Output all of the entries exactly as written.

::::::::

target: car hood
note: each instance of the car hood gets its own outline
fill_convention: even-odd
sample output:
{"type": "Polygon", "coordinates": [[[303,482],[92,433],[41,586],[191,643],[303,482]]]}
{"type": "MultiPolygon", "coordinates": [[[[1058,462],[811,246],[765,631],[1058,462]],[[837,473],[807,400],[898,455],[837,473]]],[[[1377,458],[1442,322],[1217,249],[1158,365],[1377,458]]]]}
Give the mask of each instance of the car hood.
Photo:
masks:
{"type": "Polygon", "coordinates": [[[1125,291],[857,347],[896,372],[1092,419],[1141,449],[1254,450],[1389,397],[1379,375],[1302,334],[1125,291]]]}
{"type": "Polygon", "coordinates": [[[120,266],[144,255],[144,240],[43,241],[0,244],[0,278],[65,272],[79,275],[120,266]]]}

::::::::

### [Answer section]
target: car hood
note: each instance of the car hood gets its own outline
fill_convention: even-odd
sample output:
{"type": "Polygon", "coordinates": [[[303,482],[92,433],[41,586],[191,643],[303,482]]]}
{"type": "MultiPolygon", "coordinates": [[[[1058,462],[811,246],[765,631],[1058,462]],[[837,473],[807,400],[898,455],[837,473]]],[[[1377,458],[1442,322],[1217,249],[1158,365],[1377,458]]]]}
Give the mask of each instance of the car hood.
Photo:
masks:
{"type": "Polygon", "coordinates": [[[1125,291],[857,347],[896,372],[1092,419],[1141,449],[1254,450],[1389,397],[1379,375],[1302,334],[1125,291]]]}
{"type": "Polygon", "coordinates": [[[120,266],[144,255],[144,240],[43,241],[0,244],[0,278],[65,272],[79,275],[120,266]]]}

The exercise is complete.